O QUE FAZER:
Repita sem alterações as linhas de todos os itens abaixo. Não inclua as imagens na resposta.

MATERIAL FORNECIDO:
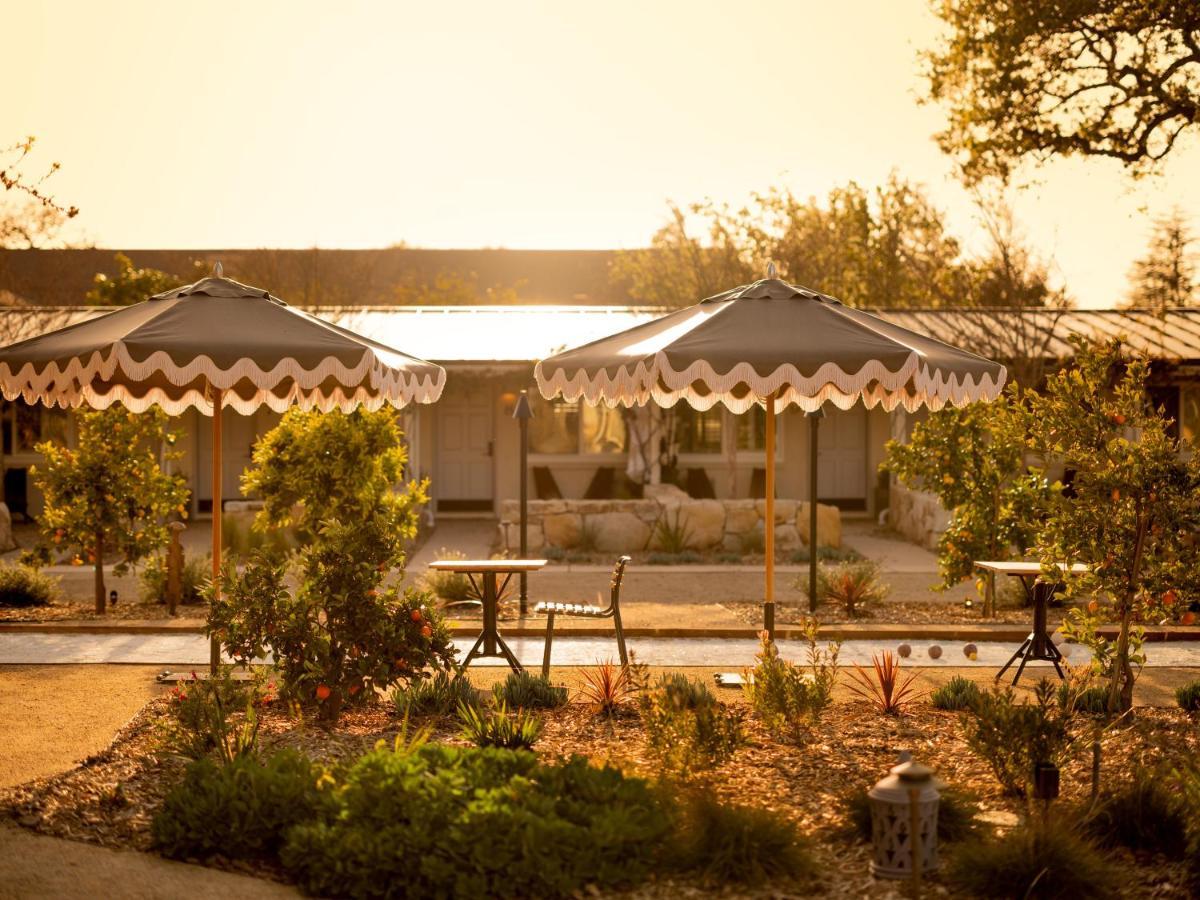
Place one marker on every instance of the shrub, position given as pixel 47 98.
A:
pixel 193 577
pixel 498 727
pixel 687 727
pixel 109 495
pixel 451 587
pixel 463 822
pixel 955 815
pixel 607 689
pixel 239 810
pixel 442 694
pixel 1188 696
pixel 343 630
pixel 671 535
pixel 885 688
pixel 199 717
pixel 1013 737
pixel 957 694
pixel 522 690
pixel 23 586
pixel 743 845
pixel 787 699
pixel 1145 814
pixel 1033 862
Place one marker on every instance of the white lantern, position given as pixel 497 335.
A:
pixel 904 804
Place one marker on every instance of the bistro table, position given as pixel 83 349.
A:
pixel 489 589
pixel 1038 591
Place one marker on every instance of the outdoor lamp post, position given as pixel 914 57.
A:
pixel 522 412
pixel 904 822
pixel 815 418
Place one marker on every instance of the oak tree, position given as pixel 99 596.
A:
pixel 1097 78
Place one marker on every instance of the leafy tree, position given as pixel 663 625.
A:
pixel 109 491
pixel 1133 508
pixel 29 215
pixel 346 629
pixel 130 285
pixel 1098 78
pixel 882 247
pixel 973 461
pixel 1167 275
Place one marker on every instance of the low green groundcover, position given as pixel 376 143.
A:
pixel 433 821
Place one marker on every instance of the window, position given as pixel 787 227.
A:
pixel 1189 413
pixel 561 427
pixel 24 427
pixel 699 432
pixel 753 429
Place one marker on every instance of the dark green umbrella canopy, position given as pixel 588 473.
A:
pixel 173 349
pixel 771 339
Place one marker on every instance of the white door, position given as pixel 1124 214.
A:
pixel 841 459
pixel 465 453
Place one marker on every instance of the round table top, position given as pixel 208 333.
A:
pixel 489 565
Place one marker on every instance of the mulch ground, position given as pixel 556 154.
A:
pixel 111 798
pixel 66 609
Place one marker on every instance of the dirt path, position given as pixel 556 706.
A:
pixel 57 715
pixel 33 865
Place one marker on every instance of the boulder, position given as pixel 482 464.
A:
pixel 703 521
pixel 741 516
pixel 665 493
pixel 828 525
pixel 6 540
pixel 785 510
pixel 511 537
pixel 618 532
pixel 562 529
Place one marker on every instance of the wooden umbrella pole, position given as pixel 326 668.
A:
pixel 768 607
pixel 217 397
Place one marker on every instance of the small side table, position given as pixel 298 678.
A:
pixel 1038 645
pixel 489 588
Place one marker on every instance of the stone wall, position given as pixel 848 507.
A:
pixel 917 515
pixel 629 526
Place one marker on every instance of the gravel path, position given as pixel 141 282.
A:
pixel 33 865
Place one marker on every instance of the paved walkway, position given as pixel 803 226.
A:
pixel 569 651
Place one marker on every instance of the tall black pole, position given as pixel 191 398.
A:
pixel 814 426
pixel 522 413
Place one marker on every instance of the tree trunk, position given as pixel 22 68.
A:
pixel 101 594
pixel 1121 681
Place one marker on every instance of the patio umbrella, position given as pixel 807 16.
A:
pixel 774 345
pixel 213 345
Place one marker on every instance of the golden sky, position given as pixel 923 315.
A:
pixel 515 124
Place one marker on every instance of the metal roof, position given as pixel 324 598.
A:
pixel 519 334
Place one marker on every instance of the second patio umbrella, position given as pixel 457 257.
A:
pixel 775 345
pixel 211 345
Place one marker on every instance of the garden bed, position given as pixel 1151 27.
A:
pixel 111 798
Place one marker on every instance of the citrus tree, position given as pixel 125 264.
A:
pixel 1132 513
pixel 346 629
pixel 108 492
pixel 973 461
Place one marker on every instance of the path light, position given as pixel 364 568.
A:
pixel 904 822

RESULTADO CORRETO:
Place one marker on every instance of the shrub, position given as pixel 47 98.
A:
pixel 193 577
pixel 498 727
pixel 687 727
pixel 109 495
pixel 451 587
pixel 463 822
pixel 955 815
pixel 607 689
pixel 239 810
pixel 442 694
pixel 1188 696
pixel 343 630
pixel 671 535
pixel 885 688
pixel 199 717
pixel 1013 737
pixel 957 694
pixel 522 690
pixel 23 586
pixel 743 845
pixel 787 699
pixel 1145 814
pixel 1033 862
Place one marker on every instance of the white lantern, position given as pixel 497 335.
A:
pixel 904 804
Place one marker on every instance of the bistro table, position given as pixel 83 349.
A:
pixel 489 589
pixel 1038 591
Place one marker on every instance of the outdoor lamp post, position given as pixel 914 57.
A:
pixel 522 412
pixel 904 822
pixel 815 418
Place one marker on every instance of the oak tree, position given as pixel 99 596.
A:
pixel 1097 78
Place one marker on every instance of the leafy tree, position given as pixel 663 625.
A:
pixel 109 491
pixel 1133 508
pixel 29 215
pixel 346 629
pixel 130 285
pixel 1098 78
pixel 882 247
pixel 973 461
pixel 1167 275
Place one marker on every instance of the low green groundcover, position given as pixel 376 143.
A:
pixel 433 821
Place one marker on every instance of the window, position given as pixel 787 227.
A:
pixel 1189 413
pixel 561 427
pixel 24 427
pixel 699 432
pixel 753 429
Place one marker on every instance of the dark green umbrella canopy, position given as pixel 588 473.
A:
pixel 173 349
pixel 771 339
Place one marker on every instance of the white door, position given as pixel 1124 214.
A:
pixel 841 459
pixel 465 453
Place one marker on every instance of the round table top, position given as pixel 208 333.
A:
pixel 489 565
Place one marker on every instance of the mulch ground, position given as pixel 556 154.
A:
pixel 111 798
pixel 66 609
Place one marker on every instance of the dirt path, position given as pixel 556 706.
A:
pixel 57 715
pixel 33 865
Place one marker on every instance of the boulder, position given as pixel 482 464.
A:
pixel 703 521
pixel 741 516
pixel 665 493
pixel 828 525
pixel 6 540
pixel 785 510
pixel 511 537
pixel 618 532
pixel 562 529
Place one marker on every instance of the wooden umbrella pole, position given as pixel 326 668.
A:
pixel 768 607
pixel 217 397
Place one marker on every instance of the small side table, position given as pixel 298 678.
A:
pixel 1038 645
pixel 489 588
Place one marker on every instance of the stone wall, position given as pixel 848 507.
A:
pixel 917 515
pixel 629 526
Place one marker on every instance of the gravel path, position given as pixel 141 282.
A:
pixel 33 865
Place one marker on every instance of the paved walkway, position given as pixel 803 226.
A:
pixel 569 651
Place one marker on every instance of the tall black pole, position given as pixel 191 398.
A:
pixel 814 426
pixel 522 413
Place one marker on every instance of the tree trunk, position given as pixel 22 68.
A:
pixel 101 594
pixel 1121 681
Place one marker on every instance of the patio umbrella, position given as pixel 807 16.
A:
pixel 774 345
pixel 213 345
Place one marker on every instance of the golden sky, position given as pixel 923 315.
A:
pixel 515 124
Place one marker on every instance of the metal roof, position given as pixel 324 598.
A:
pixel 519 334
Place one marker on every instance of the second patio umbrella, position given as pixel 457 257.
A:
pixel 775 345
pixel 211 345
Place one marker on every instance of the garden bed, position given as pixel 1151 27.
A:
pixel 111 798
Place one marker on every instance of the citrus tree, position given as pixel 125 264.
A:
pixel 1132 513
pixel 346 629
pixel 108 492
pixel 973 461
Place one marker on every instance of the path light, position given as pixel 364 568.
A:
pixel 904 822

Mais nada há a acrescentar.